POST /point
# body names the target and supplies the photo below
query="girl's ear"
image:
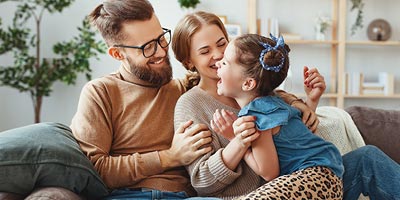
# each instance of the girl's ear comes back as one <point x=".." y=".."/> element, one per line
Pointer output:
<point x="249" y="84"/>
<point x="115" y="53"/>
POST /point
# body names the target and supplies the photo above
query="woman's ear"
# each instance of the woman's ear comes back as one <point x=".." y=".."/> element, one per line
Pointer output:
<point x="249" y="84"/>
<point x="189" y="65"/>
<point x="115" y="53"/>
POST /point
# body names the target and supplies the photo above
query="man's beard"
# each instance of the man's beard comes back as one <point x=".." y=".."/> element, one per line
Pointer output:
<point x="155" y="77"/>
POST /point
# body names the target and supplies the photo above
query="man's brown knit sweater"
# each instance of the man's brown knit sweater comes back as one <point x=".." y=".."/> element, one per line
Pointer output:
<point x="121" y="126"/>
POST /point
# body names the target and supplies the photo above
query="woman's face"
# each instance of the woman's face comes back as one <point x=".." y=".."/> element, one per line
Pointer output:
<point x="208" y="45"/>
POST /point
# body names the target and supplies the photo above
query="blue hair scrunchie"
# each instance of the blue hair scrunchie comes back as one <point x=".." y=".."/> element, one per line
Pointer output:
<point x="267" y="47"/>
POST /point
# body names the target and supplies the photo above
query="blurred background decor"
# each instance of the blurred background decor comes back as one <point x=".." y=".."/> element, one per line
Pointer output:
<point x="379" y="30"/>
<point x="31" y="72"/>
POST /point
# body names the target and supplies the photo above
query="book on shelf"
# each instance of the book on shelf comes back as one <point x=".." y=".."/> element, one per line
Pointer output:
<point x="354" y="84"/>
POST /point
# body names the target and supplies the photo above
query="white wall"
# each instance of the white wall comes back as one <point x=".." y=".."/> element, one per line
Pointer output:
<point x="16" y="109"/>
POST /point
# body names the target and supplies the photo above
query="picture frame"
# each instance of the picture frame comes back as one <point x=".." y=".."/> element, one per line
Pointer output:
<point x="233" y="30"/>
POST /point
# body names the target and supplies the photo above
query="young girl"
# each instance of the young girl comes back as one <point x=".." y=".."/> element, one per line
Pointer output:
<point x="252" y="67"/>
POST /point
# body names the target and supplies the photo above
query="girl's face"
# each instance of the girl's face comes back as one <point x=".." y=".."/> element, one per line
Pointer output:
<point x="230" y="73"/>
<point x="208" y="45"/>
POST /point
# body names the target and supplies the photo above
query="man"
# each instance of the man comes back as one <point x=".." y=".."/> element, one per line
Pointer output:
<point x="124" y="121"/>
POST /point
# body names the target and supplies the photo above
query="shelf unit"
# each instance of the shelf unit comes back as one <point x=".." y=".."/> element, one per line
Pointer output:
<point x="338" y="48"/>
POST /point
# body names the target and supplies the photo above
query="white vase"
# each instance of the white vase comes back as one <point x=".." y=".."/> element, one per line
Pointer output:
<point x="319" y="35"/>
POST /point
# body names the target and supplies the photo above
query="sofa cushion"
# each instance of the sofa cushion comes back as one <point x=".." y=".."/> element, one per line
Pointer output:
<point x="379" y="127"/>
<point x="46" y="155"/>
<point x="337" y="127"/>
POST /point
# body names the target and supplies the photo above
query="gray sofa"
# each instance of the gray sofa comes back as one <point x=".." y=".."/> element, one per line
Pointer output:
<point x="47" y="156"/>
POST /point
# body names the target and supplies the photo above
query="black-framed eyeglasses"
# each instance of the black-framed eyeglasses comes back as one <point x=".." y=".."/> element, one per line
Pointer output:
<point x="150" y="47"/>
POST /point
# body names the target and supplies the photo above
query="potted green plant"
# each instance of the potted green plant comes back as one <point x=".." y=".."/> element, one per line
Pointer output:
<point x="188" y="4"/>
<point x="357" y="5"/>
<point x="31" y="72"/>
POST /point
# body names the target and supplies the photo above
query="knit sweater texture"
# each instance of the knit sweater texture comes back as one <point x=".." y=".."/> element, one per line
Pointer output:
<point x="121" y="127"/>
<point x="209" y="175"/>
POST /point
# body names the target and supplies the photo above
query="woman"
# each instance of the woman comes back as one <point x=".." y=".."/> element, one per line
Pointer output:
<point x="209" y="175"/>
<point x="198" y="43"/>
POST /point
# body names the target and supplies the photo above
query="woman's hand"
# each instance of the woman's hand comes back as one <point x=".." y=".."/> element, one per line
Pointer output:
<point x="309" y="117"/>
<point x="222" y="123"/>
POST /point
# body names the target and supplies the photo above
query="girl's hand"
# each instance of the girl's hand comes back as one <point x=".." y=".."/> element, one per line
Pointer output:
<point x="314" y="84"/>
<point x="245" y="130"/>
<point x="222" y="123"/>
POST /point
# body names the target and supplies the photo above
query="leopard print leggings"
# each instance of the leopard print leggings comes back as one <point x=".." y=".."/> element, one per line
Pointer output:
<point x="311" y="183"/>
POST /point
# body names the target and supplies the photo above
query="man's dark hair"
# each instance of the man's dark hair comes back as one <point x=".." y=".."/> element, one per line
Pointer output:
<point x="109" y="16"/>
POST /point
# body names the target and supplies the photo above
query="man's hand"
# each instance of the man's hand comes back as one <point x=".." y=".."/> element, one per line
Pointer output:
<point x="187" y="145"/>
<point x="222" y="123"/>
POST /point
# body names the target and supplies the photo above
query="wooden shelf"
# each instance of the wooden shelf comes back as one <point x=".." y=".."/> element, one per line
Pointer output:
<point x="329" y="42"/>
<point x="325" y="95"/>
<point x="374" y="43"/>
<point x="372" y="96"/>
<point x="338" y="45"/>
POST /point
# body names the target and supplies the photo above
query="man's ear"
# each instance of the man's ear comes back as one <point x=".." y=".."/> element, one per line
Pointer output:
<point x="115" y="53"/>
<point x="249" y="84"/>
<point x="190" y="65"/>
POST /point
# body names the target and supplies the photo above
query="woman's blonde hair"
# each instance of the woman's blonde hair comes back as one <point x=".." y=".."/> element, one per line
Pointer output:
<point x="182" y="40"/>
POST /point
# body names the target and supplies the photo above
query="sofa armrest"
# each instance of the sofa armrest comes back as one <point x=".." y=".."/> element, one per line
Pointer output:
<point x="379" y="127"/>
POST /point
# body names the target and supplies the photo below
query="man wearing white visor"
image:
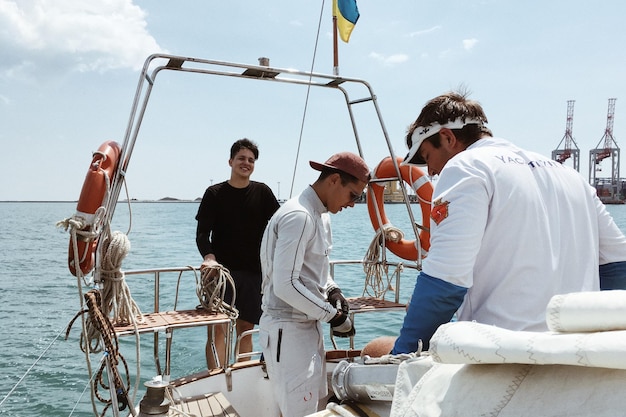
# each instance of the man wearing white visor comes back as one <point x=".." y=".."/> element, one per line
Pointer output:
<point x="510" y="228"/>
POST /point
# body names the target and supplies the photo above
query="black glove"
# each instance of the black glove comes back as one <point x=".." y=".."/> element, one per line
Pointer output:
<point x="335" y="295"/>
<point x="341" y="325"/>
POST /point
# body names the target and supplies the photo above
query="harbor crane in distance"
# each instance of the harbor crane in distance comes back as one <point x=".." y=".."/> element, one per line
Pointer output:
<point x="563" y="154"/>
<point x="607" y="148"/>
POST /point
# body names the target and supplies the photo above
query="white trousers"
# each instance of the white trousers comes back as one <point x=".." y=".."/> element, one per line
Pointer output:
<point x="296" y="365"/>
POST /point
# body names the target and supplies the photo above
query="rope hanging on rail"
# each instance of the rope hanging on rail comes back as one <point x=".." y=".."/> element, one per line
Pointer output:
<point x="117" y="301"/>
<point x="211" y="290"/>
<point x="103" y="325"/>
<point x="377" y="278"/>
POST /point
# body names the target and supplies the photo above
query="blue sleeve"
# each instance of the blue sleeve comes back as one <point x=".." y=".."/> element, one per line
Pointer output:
<point x="433" y="303"/>
<point x="613" y="276"/>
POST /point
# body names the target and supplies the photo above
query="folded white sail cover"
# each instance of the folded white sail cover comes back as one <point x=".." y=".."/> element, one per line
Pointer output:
<point x="587" y="311"/>
<point x="427" y="389"/>
<point x="469" y="342"/>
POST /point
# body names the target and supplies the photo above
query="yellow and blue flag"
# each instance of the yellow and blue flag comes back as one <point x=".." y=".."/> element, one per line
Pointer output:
<point x="347" y="14"/>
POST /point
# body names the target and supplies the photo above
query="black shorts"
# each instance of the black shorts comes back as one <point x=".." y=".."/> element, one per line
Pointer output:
<point x="248" y="299"/>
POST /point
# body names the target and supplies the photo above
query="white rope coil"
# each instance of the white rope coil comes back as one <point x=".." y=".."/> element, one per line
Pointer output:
<point x="212" y="288"/>
<point x="377" y="278"/>
<point x="117" y="301"/>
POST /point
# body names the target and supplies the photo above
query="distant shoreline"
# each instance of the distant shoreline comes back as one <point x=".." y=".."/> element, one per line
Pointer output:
<point x="120" y="201"/>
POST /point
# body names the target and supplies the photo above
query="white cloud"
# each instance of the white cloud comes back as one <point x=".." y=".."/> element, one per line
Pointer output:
<point x="79" y="35"/>
<point x="425" y="31"/>
<point x="390" y="60"/>
<point x="468" y="44"/>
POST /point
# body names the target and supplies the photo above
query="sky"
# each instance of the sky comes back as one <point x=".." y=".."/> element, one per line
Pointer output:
<point x="69" y="70"/>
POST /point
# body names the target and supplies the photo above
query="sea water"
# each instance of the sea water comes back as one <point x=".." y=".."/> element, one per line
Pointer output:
<point x="39" y="297"/>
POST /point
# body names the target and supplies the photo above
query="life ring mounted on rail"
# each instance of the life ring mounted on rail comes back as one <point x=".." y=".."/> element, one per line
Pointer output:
<point x="419" y="182"/>
<point x="93" y="195"/>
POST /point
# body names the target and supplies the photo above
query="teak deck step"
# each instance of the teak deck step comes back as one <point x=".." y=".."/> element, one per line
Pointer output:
<point x="207" y="405"/>
<point x="168" y="320"/>
<point x="367" y="304"/>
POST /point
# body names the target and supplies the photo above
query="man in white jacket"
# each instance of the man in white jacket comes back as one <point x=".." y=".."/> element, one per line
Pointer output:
<point x="298" y="291"/>
<point x="510" y="228"/>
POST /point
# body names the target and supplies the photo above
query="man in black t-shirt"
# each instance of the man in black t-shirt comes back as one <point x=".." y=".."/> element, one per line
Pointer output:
<point x="231" y="219"/>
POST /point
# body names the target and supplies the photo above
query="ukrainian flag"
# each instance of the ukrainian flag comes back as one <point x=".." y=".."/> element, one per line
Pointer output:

◆ **Work to complete**
State how many lines of the items above contain the string "framed", and give only that number.

◆ **Exercise response**
2